Brano citato.
↓
La dialettica tra Colombia e Brasile si esercita spesso sul tema dell'accordo Oic: i caffeicoltori della prima propendono per una riattivazione delle clausole economiche che quelli del secondo hanno dapprima rifiutato, avendo accantonato scorte che i concorrenti non possiedono e desiderando approfittare del previsto rialzo dei prezzi. Più di recente la posizione degli agricoltori brasiliani circa il ritorno al sistema delle quote si è addolcita.

D'altra parte anche gli importatori e le aziende trasformatrici dei grandi paesi "consumatori" hanno messo da parte consistenti scorte, per un totale di circa un milione di tonnellate, quasi un quinto della produzione mondiale, mettendosi così in grado di sventare sul nascere qualsiasi tentativo di aumento dei prezzi. Tale manovra è stata aiutata dalla contemporanea diminuzione degli stock dei paesi "produttori" nel loro complesso, scesi da 2,838 milioni di tonnellate nel 1989/90 a 1,64 nel 1990/91 (Gazeta mercantil 21 - 23/9/91).

Neanche di fronte a un quadro così allarmante si notano segnali concreti di accordo tra i paesi "produttori" che arginino, limitando l'offerta o con altre misure, la caduta dei prezzi. In effetti, mentre le trattative a livello internazionale fanno registrare un rinvio dopo l'altro, le pagine dedicate alle materie prime nei giornali di economia e finanza riportano sempre più spesso notizie di nuovi record in negativo sui principali mercati mondiali (ad es. da ultimo cfr. Il sole 24 ore, 12/3/91). Dopo l'ennesima ondata di ribassi, il governo brasiliano è intervenuto in chiave dirigista, sospendendo, fra il 23 marzo e il 9 aprile 1991, ogni attività di esportazione del caffè. L'interruzione, se non ha impedito che i prezzi continuassero a scendere, ha però messo in chiaro che il governo mantiene il controllo dell'export assoggettato, a partire dalla ripresa delle consegne, a licenze mensili.
↑
Dati mostrati.
↓
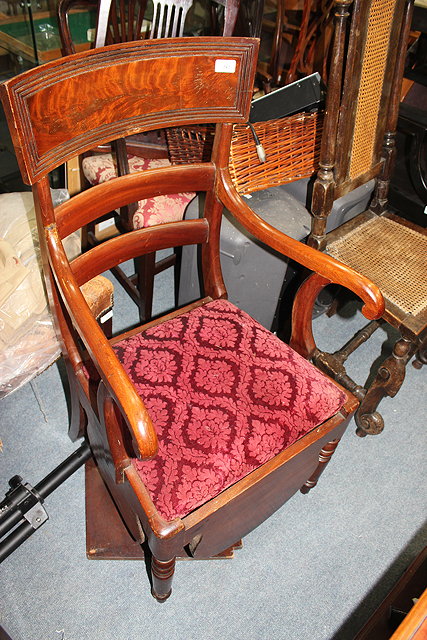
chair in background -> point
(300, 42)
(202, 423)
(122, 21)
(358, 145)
↑
↓
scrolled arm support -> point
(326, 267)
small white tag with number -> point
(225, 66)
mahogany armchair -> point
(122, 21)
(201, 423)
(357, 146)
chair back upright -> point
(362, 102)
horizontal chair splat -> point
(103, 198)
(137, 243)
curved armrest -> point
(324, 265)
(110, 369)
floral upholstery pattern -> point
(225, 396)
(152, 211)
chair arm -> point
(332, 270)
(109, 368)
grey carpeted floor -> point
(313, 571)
↑
Compiti.
A - Cita per intero il brano sul mercato del caffè, senza alcuna modifica.
B - Estrai dai record ogni riga che contiene la parola "point", tenendo conto di maiuscole e minuscole.

Risultati per compito.
A -
La dialettica tra Colombia e Brasile si esercita spesso sul tema dell'accordo Oic: i caffeicoltori della prima propendono per una riattivazione delle clausole economiche che quelli del secondo hanno dapprima rifiutato, avendo accantonato scorte che i concorrenti non possiedono e desiderando approfittare del previsto rialzo dei prezzi. Più di recente la posizione degli agricoltori brasiliani circa il ritorno al sistema delle quote si è addolcita.

D'altra parte anche gli importatori e le aziende trasformatrici dei grandi paesi "consumatori" hanno messo da parte consistenti scorte, per un totale di circa un milione di tonnellate, quasi un quinto della produzione mondiale, mettendosi così in grado di sventare sul nascere qualsiasi tentativo di aumento dei prezzi. Tale manovra è stata aiutata dalla contemporanea diminuzione degli stock dei paesi "produttori" nel loro complesso, scesi da 2,838 milioni di tonnellate nel 1989/90 a 1,64 nel 1990/91 (Gazeta mercantil 21 - 23/9/91).

Neanche di fronte a un quadro così allarmante si notano segnali concreti di accordo tra i paesi "produttori" che arginino, limitando l'offerta o con altre misure, la caduta dei prezzi. In effetti, mentre le trattative a livello internazionale fanno registrare un rinvio dopo l'altro, le pagine dedicate alle materie prime nei giornali di economia e finanza riportano sempre più spesso notizie di nuovi record in negativo sui principali mercati mondiali (ad es. da ultimo cfr. Il sole 24 ore, 12/3/91). Dopo l'ennesima ondata di ribassi, il governo brasiliano è intervenuto in chiave dirigista, sospendendo, fra il 23 marzo e il 9 aprile 1991, ogni attività di esportazione del caffè. L'interruzione, se non ha impedito che i prezzi continuassero a scendere, ha però messo in chiaro che il governo mantiene il controllo dell'export assoggettato, a partire dalla ripresa delle consegne, a licenze mensili.

B -
chair in background -> point
scrolled arm support -> point
small white tag with number -> point
mahogany armchair -> point
chair back upright -> point
horizontal chair splat -> point
curved armrest -> point
floral upholstery pattern -> point
chair arm -> point
grey carpeted floor -> point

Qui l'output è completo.